* **Exercise prompt**: Look for "Target: dark gray dome roof" in the records below, then copy that line and every line after it, exactly and with nothing added.

[Image point annotation entries]
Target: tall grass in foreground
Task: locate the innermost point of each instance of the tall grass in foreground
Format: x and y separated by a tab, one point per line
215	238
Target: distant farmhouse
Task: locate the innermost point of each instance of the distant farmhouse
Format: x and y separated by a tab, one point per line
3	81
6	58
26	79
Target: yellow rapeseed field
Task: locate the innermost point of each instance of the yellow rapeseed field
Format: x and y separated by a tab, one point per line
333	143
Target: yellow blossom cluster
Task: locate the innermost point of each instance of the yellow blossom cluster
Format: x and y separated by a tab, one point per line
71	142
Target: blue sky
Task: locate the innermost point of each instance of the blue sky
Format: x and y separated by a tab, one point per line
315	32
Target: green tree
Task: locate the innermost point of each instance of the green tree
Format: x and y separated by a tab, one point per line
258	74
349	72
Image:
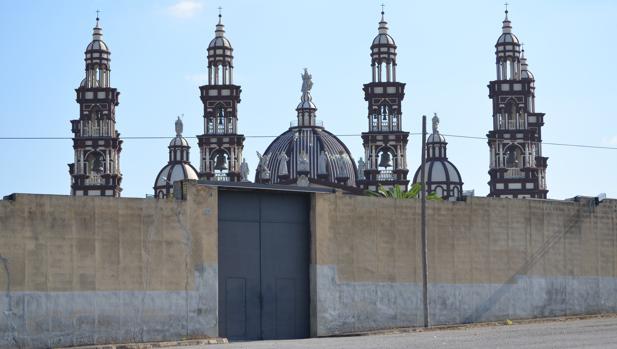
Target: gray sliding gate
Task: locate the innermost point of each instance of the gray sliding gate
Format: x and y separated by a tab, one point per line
263	265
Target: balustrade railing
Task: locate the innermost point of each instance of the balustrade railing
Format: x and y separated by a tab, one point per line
95	180
386	175
220	177
514	173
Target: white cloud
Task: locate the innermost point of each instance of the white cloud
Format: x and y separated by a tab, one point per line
185	8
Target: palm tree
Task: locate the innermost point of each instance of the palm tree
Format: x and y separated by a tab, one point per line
396	193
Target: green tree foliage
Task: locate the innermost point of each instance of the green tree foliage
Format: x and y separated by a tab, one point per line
397	193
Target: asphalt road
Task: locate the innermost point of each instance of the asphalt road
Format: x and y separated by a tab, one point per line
588	333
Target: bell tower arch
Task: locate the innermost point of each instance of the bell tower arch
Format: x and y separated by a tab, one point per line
517	166
96	142
385	143
220	145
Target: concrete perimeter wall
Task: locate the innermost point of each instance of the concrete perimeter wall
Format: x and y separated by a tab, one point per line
79	270
489	259
83	270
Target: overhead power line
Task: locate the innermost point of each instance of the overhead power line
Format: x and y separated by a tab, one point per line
338	135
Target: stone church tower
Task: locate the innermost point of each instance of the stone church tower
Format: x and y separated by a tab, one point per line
97	145
517	167
385	143
220	145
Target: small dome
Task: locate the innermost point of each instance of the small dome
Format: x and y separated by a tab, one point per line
436	138
442	177
97	45
219	42
383	39
175	172
439	171
179	141
308	104
508	38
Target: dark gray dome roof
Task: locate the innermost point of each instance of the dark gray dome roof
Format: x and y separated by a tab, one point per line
439	171
312	141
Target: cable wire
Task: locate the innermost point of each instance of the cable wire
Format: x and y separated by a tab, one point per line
339	135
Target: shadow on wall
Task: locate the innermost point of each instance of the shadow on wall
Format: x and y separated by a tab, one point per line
484	308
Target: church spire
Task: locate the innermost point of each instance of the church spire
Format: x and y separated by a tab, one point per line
385	142
96	143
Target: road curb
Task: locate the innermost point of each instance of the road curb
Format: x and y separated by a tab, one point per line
153	345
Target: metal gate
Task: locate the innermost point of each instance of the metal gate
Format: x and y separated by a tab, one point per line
263	265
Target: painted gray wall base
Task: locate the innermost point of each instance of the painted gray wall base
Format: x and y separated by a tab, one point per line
344	307
50	319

* **Reply**:
Target: dark gray dome roof
Task: locate the innermost point of each instance of the dark gray dome roof
Format: x and y separated by a tab, one point per line
439	171
312	141
Target: cable wire
Task: locate the innermost point of each instance of the cable wire
Format: x and y separated by a tab, one point per line
339	135
Target: shadow on wall
Task: locate the innermost point of each instance of the shadow on wall
Format: x and y separated by a tab, one point per line
484	308
Target: church spire
Task: locate the innermost point of each instance of the church spire
Format: x and y separated by a tab, one point per line
385	142
96	143
Target: road curb
Task: locate the innermost point of each instance of the road curb
Format: x and y separated by a tab, one point per line
153	345
Target: metal gate
Task: locate the innermost point of each instance of the metal gate
Format: x and y separated by a tab, one point per line
263	265
Target: painted gray wall base
Task: locate the innermost point of each instance of the painted gray wall base
Format: x and y separated by a tab, one point per line
344	307
50	319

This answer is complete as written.